__What you need to do__: Render every line of the rows below as a JSON list of strings, one string per line, with blank lines left out. Leave the pictures out of your answer.
———
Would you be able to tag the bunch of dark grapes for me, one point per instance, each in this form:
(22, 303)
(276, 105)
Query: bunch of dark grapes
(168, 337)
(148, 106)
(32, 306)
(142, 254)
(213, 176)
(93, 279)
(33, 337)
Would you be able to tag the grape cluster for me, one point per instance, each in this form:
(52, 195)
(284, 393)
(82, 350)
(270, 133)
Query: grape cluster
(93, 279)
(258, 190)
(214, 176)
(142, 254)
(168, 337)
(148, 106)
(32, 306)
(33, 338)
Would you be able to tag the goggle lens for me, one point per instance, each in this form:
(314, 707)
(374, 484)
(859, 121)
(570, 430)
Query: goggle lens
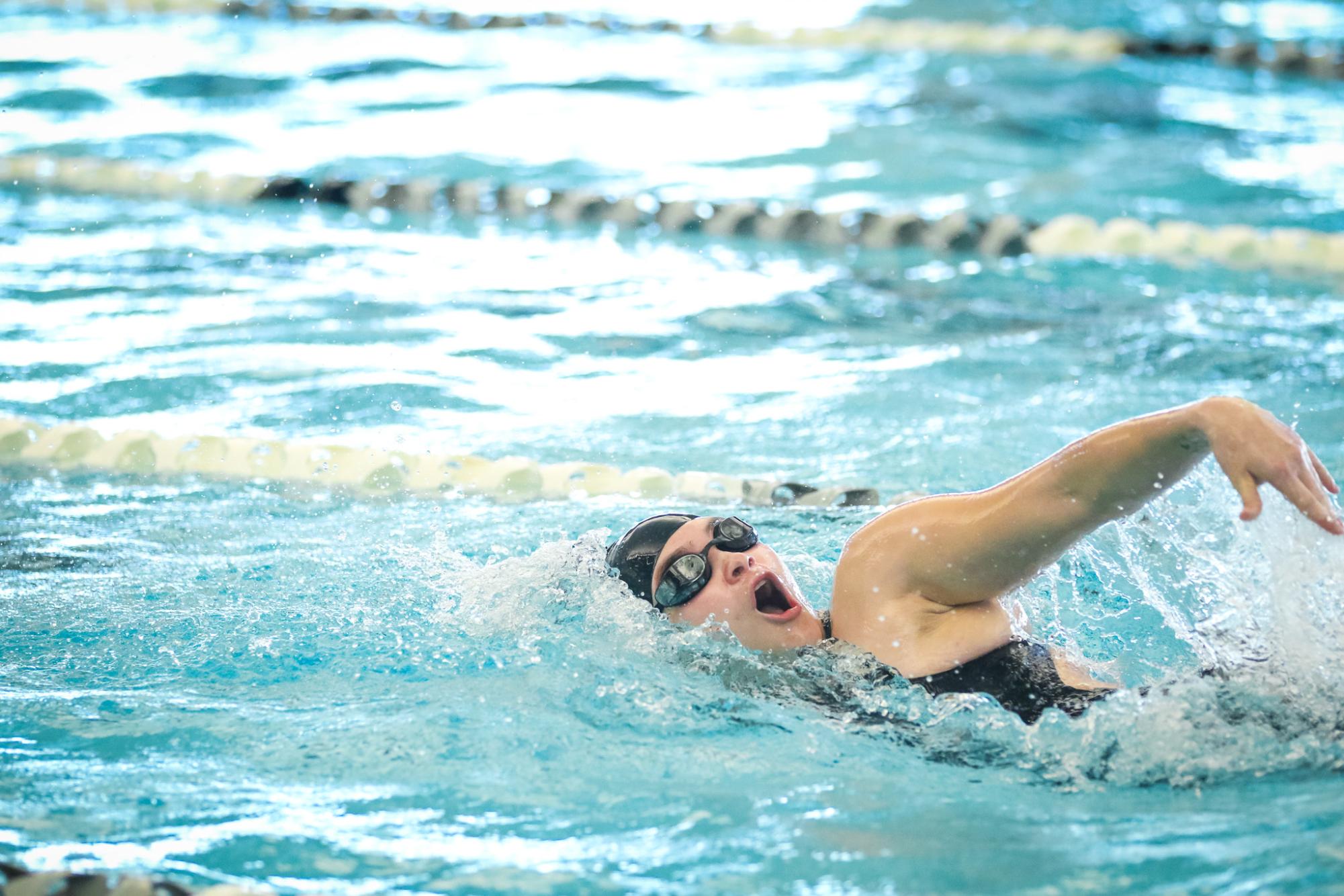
———
__Final result__:
[
  "Would you be able to tag the bunch of dark grapes for me, one point per instance, each in this form:",
  "(22, 303)",
  "(276, 105)",
  "Query: bunch of dark grapes",
  "(168, 337)",
  "(148, 106)",
  "(32, 306)",
  "(142, 254)",
  "(213, 176)",
  "(93, 279)",
  "(33, 337)",
  "Would you be able to tag the grape cluster for me, one point per instance, each in this form:",
  "(52, 195)",
  "(284, 393)",
  "(82, 350)",
  "(270, 133)",
  "Query: grape cluster",
  "(93, 279)",
  "(258, 190)",
  "(214, 176)",
  "(142, 254)",
  "(168, 337)",
  "(148, 106)",
  "(32, 306)",
  "(33, 338)",
  "Would you be able to tag the goggle lens for me, one point per instance, each in this form:",
  "(314, 707)",
  "(374, 484)",
  "(859, 121)",
  "(570, 430)",
  "Query: goggle lens"
]